Me: “In an institution?”
Mom: “Yes. They think we need to call the authorities so that they can come and get [YB] to take him somewhere and be observed.”
Me: “Exactly one week ago, we were talking about this very thing for [sister]. What ever became of that?”
I was speaking of my mother’s efforts to have my Nsister, who during a conversation with NMom about how nobody cared about her, threatened suicide and harm to her twin girls, evaluated by a mental health professional. My mother, a RN of 35 years, and former supervisor of a state mental health hospital, knows the protocol for assessing threats of harm. When she came to me for input regarding the next course of action, I asked my mother if my sister mentioned having a plan for her suicide, or if my sister seemed emotional vs. calm with resolve. At the time, I reminded my mother of my sister’s children’s fathers, both of whom would use the threat of suicide to manipulate and control her. I urged my mother to have her evaluated by a professional because the threat is so serious, if she didn’t do something about it, she would regret it if something terrible happened to sister or the babies.
Mom, (in an increasingly irritated tone): Well, we have bigger fish to fry, now!! Plus, like you said earlier, she was probably just faking the suicide threat. She even admitted to saying it to get us to pay more attention to her. She said, ‘Mom, look at what lengths I have to go to get you to pay more attention to me.’
Quickly she returns to her story about YB. When I spoke to your brother, he told me he was trying to clean up to prepare for his kids coming over for Christmas. He became disgusted by the state of the refrigerator and he began to get on your Dad about the mess. Dad remained calm in demeanor at the time, but his words were reckless and mean, saying he would never see his kids, knowing that YB has seizures and cannot drive for six months at a time, depending on his Dad for a ride everywhere. Your father’s hoard is becoming huge with multiple refrigerators in the den where YB wants to put up his Christmas tree. And the smell and mess is not sanitary for young children. And your Dad has a way of tearing you down with his mouth. He degrades you and makes you feel small. He praises everyone else but you. I was never a good mother. Other kids were perfect and he would tell me that they must be doing something right and me something wrong. He would tell YB, he would never amount to anything.

- **What to produce**
Answer these questions using the family conversation above:
1. How many years has the mother worked as an RN?
2. According to Mom, why did the sister admit to making the suicide threat?
3. In which room does YB want to put up his Christmas tree?

- **Dataset entries**
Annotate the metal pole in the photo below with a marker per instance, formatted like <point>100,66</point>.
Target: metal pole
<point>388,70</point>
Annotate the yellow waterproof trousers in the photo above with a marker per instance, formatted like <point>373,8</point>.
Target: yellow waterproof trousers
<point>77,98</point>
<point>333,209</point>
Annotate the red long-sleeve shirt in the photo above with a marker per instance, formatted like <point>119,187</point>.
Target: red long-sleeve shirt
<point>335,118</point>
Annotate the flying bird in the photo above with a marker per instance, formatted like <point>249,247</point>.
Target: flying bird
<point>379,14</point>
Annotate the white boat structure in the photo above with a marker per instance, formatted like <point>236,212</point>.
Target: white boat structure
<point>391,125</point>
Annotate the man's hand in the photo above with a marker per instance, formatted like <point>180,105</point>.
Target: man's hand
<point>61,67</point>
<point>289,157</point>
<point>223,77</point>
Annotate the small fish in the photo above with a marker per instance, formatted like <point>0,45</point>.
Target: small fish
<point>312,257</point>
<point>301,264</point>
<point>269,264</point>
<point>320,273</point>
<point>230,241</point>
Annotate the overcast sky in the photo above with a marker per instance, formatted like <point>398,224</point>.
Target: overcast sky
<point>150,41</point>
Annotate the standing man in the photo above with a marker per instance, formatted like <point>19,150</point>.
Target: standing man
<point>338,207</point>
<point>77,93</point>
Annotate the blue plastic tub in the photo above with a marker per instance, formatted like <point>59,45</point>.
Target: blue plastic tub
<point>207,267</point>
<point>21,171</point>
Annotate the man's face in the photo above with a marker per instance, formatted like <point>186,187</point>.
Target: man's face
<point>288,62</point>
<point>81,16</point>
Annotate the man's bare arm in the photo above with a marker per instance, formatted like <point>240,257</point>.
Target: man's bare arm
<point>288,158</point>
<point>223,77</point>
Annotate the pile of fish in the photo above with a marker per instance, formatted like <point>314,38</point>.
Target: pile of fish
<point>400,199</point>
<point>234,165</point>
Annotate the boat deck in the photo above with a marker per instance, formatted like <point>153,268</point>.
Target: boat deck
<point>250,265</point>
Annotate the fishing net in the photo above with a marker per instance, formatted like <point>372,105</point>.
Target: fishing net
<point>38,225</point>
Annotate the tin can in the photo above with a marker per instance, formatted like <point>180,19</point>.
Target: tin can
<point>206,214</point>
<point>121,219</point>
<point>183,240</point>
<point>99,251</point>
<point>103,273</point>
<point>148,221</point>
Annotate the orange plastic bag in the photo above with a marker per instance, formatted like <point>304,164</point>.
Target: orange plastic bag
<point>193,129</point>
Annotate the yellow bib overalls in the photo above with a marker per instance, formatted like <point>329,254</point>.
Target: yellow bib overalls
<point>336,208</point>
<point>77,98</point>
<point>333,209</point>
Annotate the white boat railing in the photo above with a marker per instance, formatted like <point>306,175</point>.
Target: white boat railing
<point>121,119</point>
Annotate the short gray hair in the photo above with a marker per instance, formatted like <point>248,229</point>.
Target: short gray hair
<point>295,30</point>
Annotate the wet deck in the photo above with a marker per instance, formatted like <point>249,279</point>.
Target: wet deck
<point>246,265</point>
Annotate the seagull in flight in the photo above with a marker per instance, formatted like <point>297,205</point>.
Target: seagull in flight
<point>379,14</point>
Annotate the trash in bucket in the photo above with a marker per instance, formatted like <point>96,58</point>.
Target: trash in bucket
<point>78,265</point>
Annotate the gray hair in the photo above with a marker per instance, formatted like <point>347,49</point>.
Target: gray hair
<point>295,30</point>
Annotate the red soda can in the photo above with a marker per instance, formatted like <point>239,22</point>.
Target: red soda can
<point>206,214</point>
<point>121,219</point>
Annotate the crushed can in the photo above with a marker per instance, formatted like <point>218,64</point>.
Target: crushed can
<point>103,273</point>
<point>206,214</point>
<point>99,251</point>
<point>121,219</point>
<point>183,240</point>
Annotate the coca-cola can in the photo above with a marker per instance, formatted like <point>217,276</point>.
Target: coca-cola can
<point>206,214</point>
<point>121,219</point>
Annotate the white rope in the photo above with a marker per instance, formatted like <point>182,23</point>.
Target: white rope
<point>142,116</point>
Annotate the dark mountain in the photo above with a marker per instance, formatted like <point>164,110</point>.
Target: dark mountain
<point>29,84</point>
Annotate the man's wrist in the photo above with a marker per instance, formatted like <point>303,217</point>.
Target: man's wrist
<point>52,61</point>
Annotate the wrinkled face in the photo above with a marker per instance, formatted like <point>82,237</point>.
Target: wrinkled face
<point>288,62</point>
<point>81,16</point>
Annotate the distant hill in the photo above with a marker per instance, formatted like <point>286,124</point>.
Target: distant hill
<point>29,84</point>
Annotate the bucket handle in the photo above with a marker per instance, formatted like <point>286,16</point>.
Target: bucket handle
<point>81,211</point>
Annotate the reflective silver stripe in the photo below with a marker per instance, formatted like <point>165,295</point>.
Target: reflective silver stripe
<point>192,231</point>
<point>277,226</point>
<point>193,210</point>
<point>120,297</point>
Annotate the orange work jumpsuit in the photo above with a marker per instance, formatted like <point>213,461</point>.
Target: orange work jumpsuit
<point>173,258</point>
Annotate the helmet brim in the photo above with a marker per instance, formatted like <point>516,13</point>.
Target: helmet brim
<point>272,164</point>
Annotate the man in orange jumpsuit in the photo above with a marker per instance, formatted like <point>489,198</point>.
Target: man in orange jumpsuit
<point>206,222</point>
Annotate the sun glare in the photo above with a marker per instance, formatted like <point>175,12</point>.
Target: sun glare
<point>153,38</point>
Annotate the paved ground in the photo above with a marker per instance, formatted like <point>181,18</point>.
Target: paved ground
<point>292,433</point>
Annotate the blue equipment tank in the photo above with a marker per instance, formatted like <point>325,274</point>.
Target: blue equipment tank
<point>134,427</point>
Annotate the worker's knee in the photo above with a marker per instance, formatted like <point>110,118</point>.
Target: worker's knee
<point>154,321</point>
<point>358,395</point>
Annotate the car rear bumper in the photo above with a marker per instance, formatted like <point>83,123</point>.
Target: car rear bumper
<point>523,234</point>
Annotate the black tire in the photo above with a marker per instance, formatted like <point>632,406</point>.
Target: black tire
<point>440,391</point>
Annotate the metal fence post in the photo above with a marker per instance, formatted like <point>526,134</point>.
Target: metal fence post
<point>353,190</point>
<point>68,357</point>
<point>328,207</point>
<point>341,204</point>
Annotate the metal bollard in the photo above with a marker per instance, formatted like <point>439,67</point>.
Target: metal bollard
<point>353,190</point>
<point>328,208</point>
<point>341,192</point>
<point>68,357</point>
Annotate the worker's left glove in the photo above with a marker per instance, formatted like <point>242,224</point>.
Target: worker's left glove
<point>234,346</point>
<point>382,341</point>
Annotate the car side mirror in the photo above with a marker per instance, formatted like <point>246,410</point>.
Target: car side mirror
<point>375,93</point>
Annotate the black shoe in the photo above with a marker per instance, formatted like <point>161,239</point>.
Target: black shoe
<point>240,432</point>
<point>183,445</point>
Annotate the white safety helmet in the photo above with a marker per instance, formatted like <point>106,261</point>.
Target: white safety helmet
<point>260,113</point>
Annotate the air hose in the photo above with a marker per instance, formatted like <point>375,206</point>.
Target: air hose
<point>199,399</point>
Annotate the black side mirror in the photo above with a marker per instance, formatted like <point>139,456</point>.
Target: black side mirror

- **Result of the task**
1. 35 years.
2. To get them to pay more attention to her.
3. The den.